Task directions:
Please filter the material below and copy every line that contains the word "trunk". Case counts.

--- start Dataset content ---

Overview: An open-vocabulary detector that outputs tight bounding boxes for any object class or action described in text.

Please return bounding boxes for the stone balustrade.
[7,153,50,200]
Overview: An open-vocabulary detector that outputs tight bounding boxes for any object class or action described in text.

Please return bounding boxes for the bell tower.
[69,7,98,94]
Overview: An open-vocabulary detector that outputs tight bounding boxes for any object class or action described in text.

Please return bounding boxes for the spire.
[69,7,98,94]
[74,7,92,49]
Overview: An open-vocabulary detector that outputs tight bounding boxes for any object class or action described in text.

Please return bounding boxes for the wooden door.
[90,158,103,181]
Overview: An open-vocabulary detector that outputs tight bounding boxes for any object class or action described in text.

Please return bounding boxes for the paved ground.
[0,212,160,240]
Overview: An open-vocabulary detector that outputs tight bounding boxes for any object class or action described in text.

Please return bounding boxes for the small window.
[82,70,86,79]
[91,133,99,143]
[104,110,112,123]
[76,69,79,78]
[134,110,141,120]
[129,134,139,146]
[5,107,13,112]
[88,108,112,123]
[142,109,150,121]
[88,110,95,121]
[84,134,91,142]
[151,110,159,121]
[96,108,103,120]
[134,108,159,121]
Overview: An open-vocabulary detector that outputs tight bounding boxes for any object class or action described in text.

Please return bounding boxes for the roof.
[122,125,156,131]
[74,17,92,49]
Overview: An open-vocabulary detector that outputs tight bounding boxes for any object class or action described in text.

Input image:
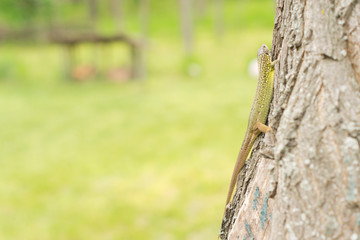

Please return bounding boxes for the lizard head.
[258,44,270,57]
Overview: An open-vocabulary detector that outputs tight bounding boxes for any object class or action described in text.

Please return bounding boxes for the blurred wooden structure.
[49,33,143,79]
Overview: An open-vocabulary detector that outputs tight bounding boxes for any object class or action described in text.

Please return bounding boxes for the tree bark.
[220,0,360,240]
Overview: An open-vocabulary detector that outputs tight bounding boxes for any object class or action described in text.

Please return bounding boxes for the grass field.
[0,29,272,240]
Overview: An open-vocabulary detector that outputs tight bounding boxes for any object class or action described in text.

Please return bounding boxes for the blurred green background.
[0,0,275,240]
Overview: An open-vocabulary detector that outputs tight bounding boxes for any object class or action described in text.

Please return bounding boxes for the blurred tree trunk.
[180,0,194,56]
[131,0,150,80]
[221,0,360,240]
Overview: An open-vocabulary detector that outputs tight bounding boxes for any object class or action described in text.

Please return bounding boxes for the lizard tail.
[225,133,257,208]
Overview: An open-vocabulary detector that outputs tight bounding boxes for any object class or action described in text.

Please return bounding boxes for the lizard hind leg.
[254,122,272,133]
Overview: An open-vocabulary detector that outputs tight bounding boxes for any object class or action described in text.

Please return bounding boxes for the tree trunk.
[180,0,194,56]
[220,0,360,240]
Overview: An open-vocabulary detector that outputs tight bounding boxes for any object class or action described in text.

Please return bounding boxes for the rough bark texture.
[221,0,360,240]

--- end Dataset content ---
--- start Dataset content ---

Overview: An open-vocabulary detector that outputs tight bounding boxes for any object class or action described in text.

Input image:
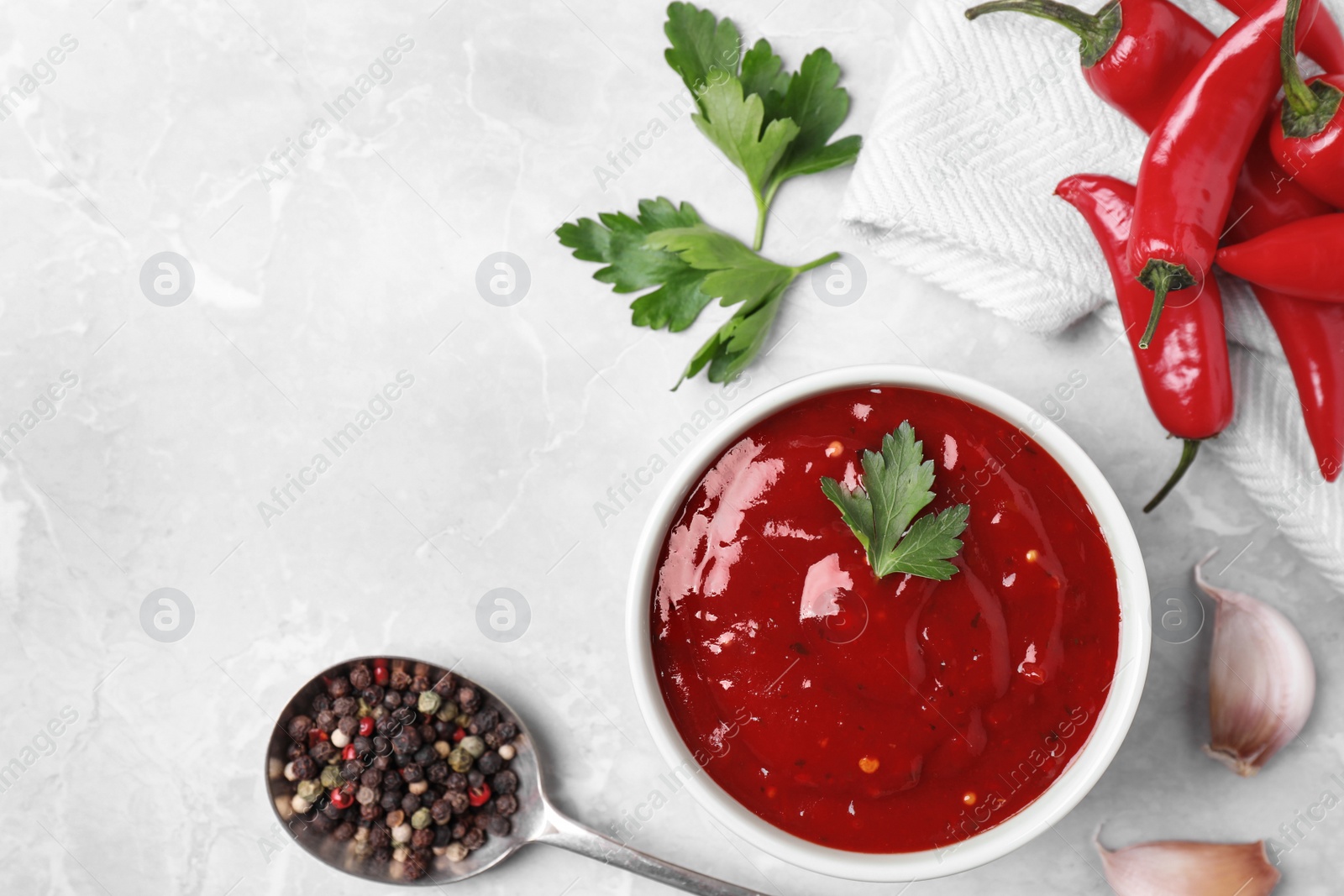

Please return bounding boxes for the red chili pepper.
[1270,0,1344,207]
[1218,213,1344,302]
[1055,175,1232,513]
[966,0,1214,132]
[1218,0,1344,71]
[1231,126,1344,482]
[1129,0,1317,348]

--- end Dataset content ---

Response:
Please return bounding boxes for the blurred tree trunk.
Please return bounding boxes for the tree trunk.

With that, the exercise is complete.